EXERCISE PASSAGE
BEGIN

The cross was the price Jesus paid for living the life he lived. We all pay a price for living the life we live. The trick is to realize that, and bear consciously the cross and the responsibility for living the life that called it forth—and to know that if we choose to live differently we will bear the cross of living differently. We can’t get away from the crosses with our name on them. The best we can do is bear them consciously, responsibly, smiling along the way, because we get to live the life we are living for the one low price of cross bearing. Of course, that means we better feel right about the life we are living, else the cross will be a bear to bear.
Bearing the pain of our own choices, the weight of our own lives, means paying the price of living the way we live or changing the way we live, but then we have to pay the price of that choice. We have to take what comes from doing what we do the way we do it. If we run up a bill, we pay the tab. But we only pay our tab. We refuse to bear the pain of other people’s choices, the weight of other people’s lives. It’s the Robert Frost line about “good fences making good neighbors.” We have to know where we stop and other people start. We take care of our business and they take care of theirs. And, when we help one another, we help one another help themselves. When we help one another, we help one another bear the pain of their own choices, the weight of their own lives. If we won’t bear the pain of our own choices, the weight of our own lives, we can’t be helped, we can only be carried, mothered, babied, and live as a burden upon others all our lives long.
We have to bear the pain of our own choices, the weight of our own lives. When we do not, we neglect our duty to the tribe and pass on to others the responsibility of carrying us along. Then, we become an excessive bur-den on the social structure and undermine the good of the whole. Compare this to our calling to live as a boon to the world, a blessing unto all who come our way, and you quickly see the scope of the damage we bring to life by refusing to bear the pain that is ours to bear. Not only are we not a source of good in the lives of others, but we also deplete what little good there is by requiring them to do what is ours to do in taking care of us. When we grow up and shoulder our own cross, bear the weight of our own life, everyone is relieved and released to live the lives that are theirs to live, and joy comes to life in the world.
We have to do our part. And, we have to prop one another up. No one does it alone, yet we all have to help the others help us. This is called community building. We encourage one another in the tasks of life. We are a compassionate, abiding, presence. Urging each other along. Cheering each other on. Just being with someone who has the right spirit about her, about him, makes all the difference. Joseph Campbell says, “The influence of a vital person vitalizes.” Our individual task is to cultivate the right spirit within, to be vital, alive, and to live as a compassionate presence in the lives of others.

END

DATA TO EXAMINE

BEGIN

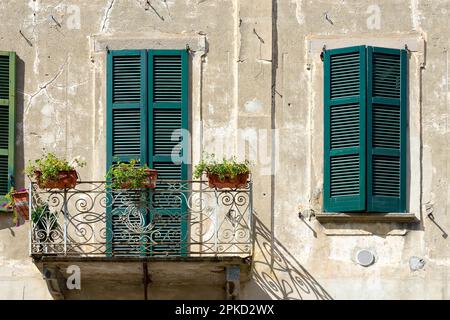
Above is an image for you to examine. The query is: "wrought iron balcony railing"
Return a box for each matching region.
[30,180,253,257]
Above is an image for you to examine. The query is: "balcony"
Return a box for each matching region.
[29,180,253,298]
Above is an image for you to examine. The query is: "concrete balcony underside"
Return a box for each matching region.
[33,256,251,286]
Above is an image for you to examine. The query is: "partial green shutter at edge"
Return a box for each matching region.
[367,47,408,212]
[0,51,16,206]
[323,46,366,212]
[106,50,148,254]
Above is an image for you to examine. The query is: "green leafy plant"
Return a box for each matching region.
[25,152,86,182]
[106,160,153,189]
[193,154,250,180]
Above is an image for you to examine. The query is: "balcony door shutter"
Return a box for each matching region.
[107,50,148,256]
[367,47,407,212]
[0,51,16,200]
[148,50,189,255]
[324,46,366,212]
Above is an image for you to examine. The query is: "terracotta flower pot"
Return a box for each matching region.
[207,173,249,189]
[11,191,29,220]
[34,170,78,189]
[120,169,158,189]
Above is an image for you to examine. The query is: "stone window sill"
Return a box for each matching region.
[315,212,419,223]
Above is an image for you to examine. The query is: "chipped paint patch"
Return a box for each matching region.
[244,98,263,113]
[291,0,305,25]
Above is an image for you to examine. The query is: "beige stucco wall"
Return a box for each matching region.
[0,0,450,299]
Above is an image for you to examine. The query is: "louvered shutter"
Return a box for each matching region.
[324,46,366,212]
[148,50,189,255]
[107,50,148,256]
[0,51,16,200]
[367,47,407,212]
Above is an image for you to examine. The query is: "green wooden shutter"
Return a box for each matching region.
[367,47,407,212]
[148,50,189,255]
[0,51,16,202]
[107,50,148,255]
[324,46,366,212]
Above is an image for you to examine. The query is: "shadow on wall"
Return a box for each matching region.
[253,217,333,300]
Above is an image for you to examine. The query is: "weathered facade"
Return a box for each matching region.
[0,0,450,299]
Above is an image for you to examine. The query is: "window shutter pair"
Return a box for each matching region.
[107,50,188,179]
[0,51,16,198]
[107,50,189,255]
[324,46,407,212]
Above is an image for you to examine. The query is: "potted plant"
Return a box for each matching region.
[25,152,86,189]
[194,154,250,189]
[106,160,158,189]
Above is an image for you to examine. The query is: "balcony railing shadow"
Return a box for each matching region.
[30,180,253,257]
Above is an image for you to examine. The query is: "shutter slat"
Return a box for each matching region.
[107,50,147,256]
[0,156,9,195]
[153,55,182,102]
[0,52,16,198]
[112,55,141,103]
[149,50,188,256]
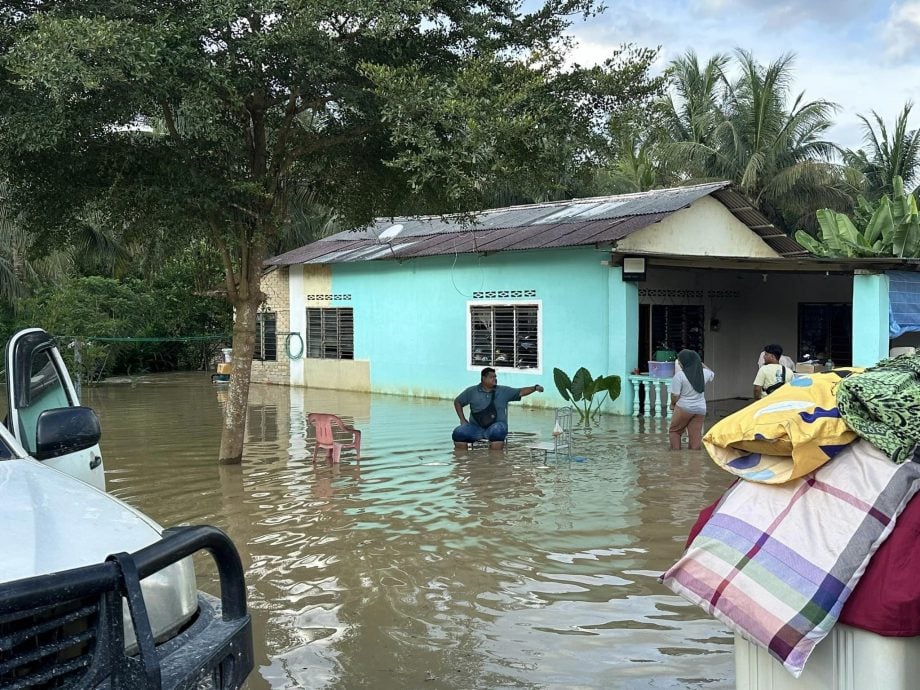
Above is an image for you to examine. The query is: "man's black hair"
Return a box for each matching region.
[763,344,783,359]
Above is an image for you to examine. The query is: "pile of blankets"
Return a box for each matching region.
[661,356,920,677]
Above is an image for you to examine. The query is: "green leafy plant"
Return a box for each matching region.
[553,367,620,424]
[795,176,920,258]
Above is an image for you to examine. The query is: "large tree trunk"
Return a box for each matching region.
[218,288,262,465]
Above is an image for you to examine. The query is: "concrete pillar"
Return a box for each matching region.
[853,270,888,367]
[282,264,307,386]
[605,266,639,415]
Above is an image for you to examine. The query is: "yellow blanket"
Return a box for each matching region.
[703,368,862,484]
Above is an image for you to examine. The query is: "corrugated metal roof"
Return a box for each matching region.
[266,182,807,266]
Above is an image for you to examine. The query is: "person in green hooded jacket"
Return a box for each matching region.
[668,350,715,450]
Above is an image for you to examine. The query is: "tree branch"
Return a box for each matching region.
[160,101,179,139]
[210,220,240,306]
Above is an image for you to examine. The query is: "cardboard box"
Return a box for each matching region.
[795,362,829,374]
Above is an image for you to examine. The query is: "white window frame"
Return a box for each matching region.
[463,298,543,375]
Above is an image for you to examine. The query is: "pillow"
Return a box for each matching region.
[661,441,920,678]
[703,369,860,484]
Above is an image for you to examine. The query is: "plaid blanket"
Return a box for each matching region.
[661,441,920,678]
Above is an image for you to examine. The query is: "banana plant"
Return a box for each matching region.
[553,367,620,424]
[795,177,920,258]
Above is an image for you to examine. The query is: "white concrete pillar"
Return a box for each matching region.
[288,264,307,386]
[605,266,639,415]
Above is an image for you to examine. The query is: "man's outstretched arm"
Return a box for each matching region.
[454,400,466,424]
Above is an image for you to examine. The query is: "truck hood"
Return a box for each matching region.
[0,458,162,582]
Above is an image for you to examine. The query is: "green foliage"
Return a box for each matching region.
[843,101,920,201]
[6,260,231,381]
[795,176,920,258]
[659,49,850,229]
[553,367,620,424]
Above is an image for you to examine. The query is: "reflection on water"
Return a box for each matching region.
[84,374,733,690]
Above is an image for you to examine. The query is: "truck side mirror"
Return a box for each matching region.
[33,407,102,460]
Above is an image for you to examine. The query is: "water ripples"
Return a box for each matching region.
[87,375,733,690]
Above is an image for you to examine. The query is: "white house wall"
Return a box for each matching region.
[617,196,779,259]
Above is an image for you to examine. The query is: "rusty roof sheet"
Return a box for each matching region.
[266,182,807,266]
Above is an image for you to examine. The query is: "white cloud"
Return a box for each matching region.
[881,0,920,60]
[560,0,920,148]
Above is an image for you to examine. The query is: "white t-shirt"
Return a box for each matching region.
[757,352,795,371]
[671,367,715,414]
[754,363,794,388]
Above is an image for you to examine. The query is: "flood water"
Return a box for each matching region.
[83,374,734,690]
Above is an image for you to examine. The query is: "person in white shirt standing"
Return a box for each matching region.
[754,345,794,400]
[757,346,795,371]
[668,350,715,450]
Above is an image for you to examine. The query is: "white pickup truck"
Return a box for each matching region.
[0,328,253,690]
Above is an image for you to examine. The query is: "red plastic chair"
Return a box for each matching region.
[307,412,361,462]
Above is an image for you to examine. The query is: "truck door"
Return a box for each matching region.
[4,328,105,491]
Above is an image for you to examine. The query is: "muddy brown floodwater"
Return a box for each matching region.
[83,374,734,690]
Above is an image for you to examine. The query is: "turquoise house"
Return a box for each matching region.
[252,182,920,414]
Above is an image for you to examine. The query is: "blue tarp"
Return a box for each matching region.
[888,271,920,338]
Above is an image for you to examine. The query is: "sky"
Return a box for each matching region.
[556,0,920,148]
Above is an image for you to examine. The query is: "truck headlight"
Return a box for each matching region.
[122,556,198,654]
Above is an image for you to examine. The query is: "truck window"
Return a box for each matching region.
[19,350,70,453]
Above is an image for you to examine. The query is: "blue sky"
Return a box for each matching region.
[556,0,920,147]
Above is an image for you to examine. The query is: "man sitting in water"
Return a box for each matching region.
[453,367,543,450]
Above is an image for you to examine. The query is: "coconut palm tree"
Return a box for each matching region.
[664,49,851,230]
[844,101,920,200]
[660,50,730,160]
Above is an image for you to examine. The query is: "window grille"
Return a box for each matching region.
[306,307,355,359]
[470,304,540,369]
[637,304,705,362]
[252,312,278,362]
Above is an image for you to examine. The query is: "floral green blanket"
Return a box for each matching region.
[837,355,920,463]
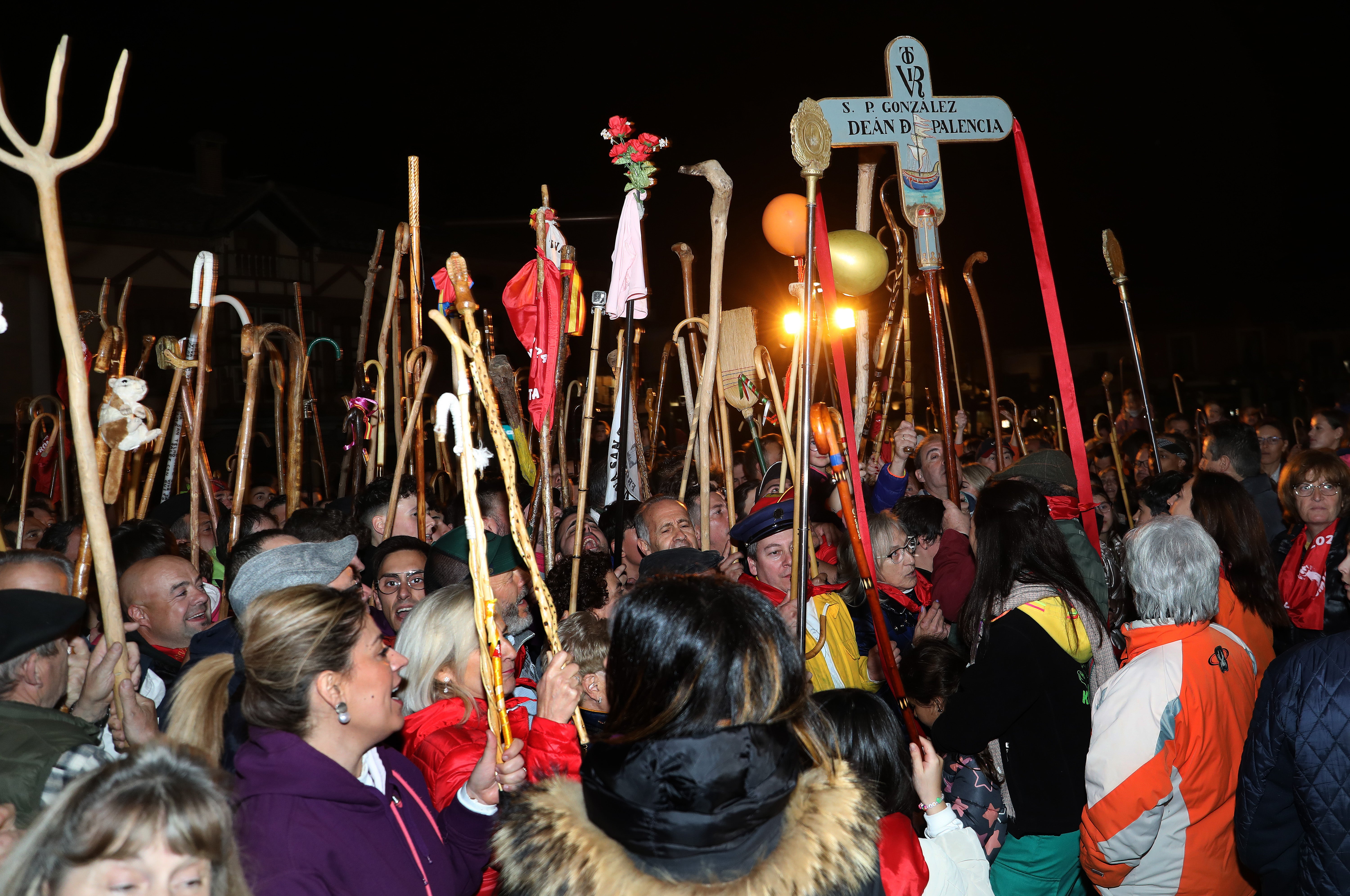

END

ACTIVITY 1
In the passage on bearing one's own cross, answer these questions:
(a) What does the passage say the cross was for Jesus?
(b) Which poet's line about "good fences making good neighbors" does it cite?
(c) What does Joseph Campbell say, according to the passage?
ACTIVITY 2
Duplicate the part of the passage on bearing one's own cross that opens with the words containing "The cross was" and closes with "bear to bear.".
ACTIVITY 3
Carry on the passage on bearing one's own cross from where it stops.

WRITTEN RESPONSE 1
(a) The price Jesus paid for living the life he lived.
(b) Robert Frost.
(c) "The influence of a vital person vitalizes."

WRITTEN RESPONSE 2
The cross was the price Jesus paid for living the life he lived. We all pay a price for living the life we live. The trick is to realize that, and bear consciously the cross and the responsibility for living the life that called it forth—and to know that if we choose to live differently we will bear the cross of living differently. We can’t get away from the crosses with our name on them. The best we can do is bear them consciously, responsibly, smiling along the way, because we get to live the life we are living for the one low price of cross bearing. Of course, that means we better feel right about the life we are living, else the cross will be a bear to bear.

WRITTEN RESPONSE 3
To be connected at the level of truth is the essential connection. To see truth truthfully together is to create a “weness” that forms a lasting bond between us, among us. This is the basis of the community we seek, and must have, to make it. It is not enough to say the truth, to say what is true, we also have to be heard, we have to say the truth to those who can hear us with understanding, who can stand with us as witnesses of the truth we know to be true because we experienced it. The truth must be told, but not only told. It must be told until it is heard, until it is received with understanding, until it is recognized as the truth that it is, by someone, anyone.
The most abusing thing about child abuse is not the abuse itself but the silence that surrounds it. The secrecy. The "explanations." The dismissals. The denials. "Oh, you know your Daddy, Uncle, Brother really loves you, really wouldn't do anything to hurt you," etc. The displacements. "It's your fault." The most abusing thing about child abuse is the refusal to hear the truth of the child, the refusal to stand with the child, and bear the truth with the child, knowing what the child knows, knowing that the child knows we know, refusing to look away, but bear-ing the truth with the child, bearing the child’s truth, the truth of the child, the child, all the way to the heart of truth, and saying, “Yes. That’s the truth. That’s how it is. And it is very wrong for that to have happened, for that to be the way it is. And I am very sorry, and I am with you to bear witness to the truth, and to help you bear the pain of the truth, because two sets of shoulders are much better than one.”
To bear the truth alone, when the world is saying, "That isn't true. That couldn't be true. You know it isn't true," is to risk losing our bearings, to split off from that part of us that knows, and to deny ourselves what we know to be true as a way of surviving in a world that does not believe us. To hold on to the truth and to know what we know and to know that we know what we know in the face of the constant refusal to hear/believe/know is the hardest thing. We need help bearing the truth of our lives. We need those who can witness the truth of our lives with us, to corroborate the truth, affirm it, and thus ground us in the reality of that which cannot be real but is, and provide us with a reference point for navigating through the madness of the world, reminding us that the world is mad, but we are not.
The more truthful we are, the crazier we sound in a world that is not geared to the expression of truth. And so, the need to create communities of truthfulness where we can say who we are (and also are) and how it is with us (and how it also is), to those who can hear us and serve as reference points for the long journey home.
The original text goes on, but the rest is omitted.